Passage provided:
——

Summary: We discuss some geometric problems related to the definitions of quasilocal mass proposed by J. D. Brown and J. W. York [Contemp. Math. 132, 129–142 (1992; Zbl 0784.53039); Phys. Rev. D (3) 47(4), 1407–1419 (1993)] and C.-C. M. Liu and S.-T. Yau [Phys. Rev. Lett. 90(23), 231102 (2003); J. Am. Math. Soc. 19, No. 1, 181–204 (2006; Zbl 1081.83008)].
Our discussion consists of three parts. In the first part, we propose a new variational problem on compact manifolds with boundary, which is motivated by the study of the Brown-York mass. We prove that critical points of this variation problem are exactly static metrics. In the second part, we derive a derivative formula for the Brown-York mass of a smooth family of closed two dimensional surfaces evolving in an ambient three dimensional manifold. As a by-product, we are able to write the ADM mass [R. Arnowitt et al. in Phys. Rev., II. Ser. 122, 997–1006 (1961; Zbl 0094.23003)] of an asymptotically flat 3-manifold as the sum of the Brown-York mass of a coordinate sphere \(S_{r}\) and an integral of the scalar curvature plus a geometrically constructed function \(\Phi (x)\) in the asymptotic region outside \(S_{r}\). In the third part, we prove that, for any closed, spacelike, 2-surface \(\Sigma \) in the Minkowski space \({\mathbb {R}^{3,1}}\) for which the Liu-Yau mass is defined, if \(\Sigma\) bounds a compact spacelike hypersurface in \({\mathbb {R}^{3,1}}\), then the Liu-Yau mass of \(\Sigma \) is strictly positive unless \(\Sigma\) lies on a hyperplane. We also show that the examples given by N. Ó Murchadha et al. [Phys. Rev. Lett. 92, 259001 (2004)] are special cases of this result.

——

To do:
1 – Rewrite the abstract on quasilocal mass between "Summary: We discuss" and "181–204 (2006; Zbl 1081.83008)].", inclusive, putting "quasi-local mass" in place of "quasilocal mass".
2 – According to the abstract on quasilocal mass, what are the critical points of the new variational problem on compact manifolds with boundary?

——

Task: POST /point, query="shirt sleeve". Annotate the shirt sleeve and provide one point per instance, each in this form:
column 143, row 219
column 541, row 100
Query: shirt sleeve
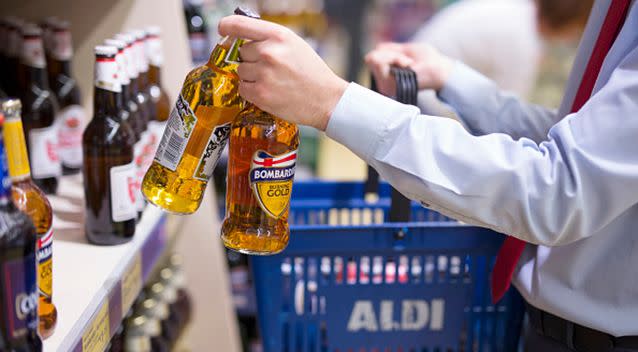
column 484, row 108
column 552, row 193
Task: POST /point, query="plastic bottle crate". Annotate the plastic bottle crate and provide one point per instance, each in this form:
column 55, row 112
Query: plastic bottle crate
column 349, row 282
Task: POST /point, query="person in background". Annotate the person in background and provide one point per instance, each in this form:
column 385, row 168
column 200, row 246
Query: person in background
column 562, row 184
column 525, row 46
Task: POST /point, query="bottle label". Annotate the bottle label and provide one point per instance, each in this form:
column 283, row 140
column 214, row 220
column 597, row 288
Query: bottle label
column 21, row 296
column 271, row 180
column 123, row 192
column 16, row 148
column 106, row 74
column 178, row 130
column 70, row 123
column 61, row 49
column 33, row 53
column 212, row 152
column 43, row 148
column 45, row 264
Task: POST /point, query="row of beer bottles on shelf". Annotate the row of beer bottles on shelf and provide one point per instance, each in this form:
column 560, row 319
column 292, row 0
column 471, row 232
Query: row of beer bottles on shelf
column 159, row 315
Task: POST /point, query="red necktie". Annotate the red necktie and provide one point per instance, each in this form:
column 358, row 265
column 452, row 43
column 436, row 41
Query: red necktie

——

Responses in order:
1 –
Summary: We discuss some geometric problems related to the definitions of quasi-local mass proposed by J. D. Brown and J. W. York [Contemp. Math. 132, 129–142 (1992; Zbl 0784.53039); Phys. Rev. D (3) 47(4), 1407–1419 (1993)] and C.-C. M. Liu and S.-T. Yau [Phys. Rev. Lett. 90(23), 231102 (2003); J. Am. Math. Soc. 19, No. 1, 181–204 (2006; Zbl 1081.83008)].

2 – They are exactly static metrics.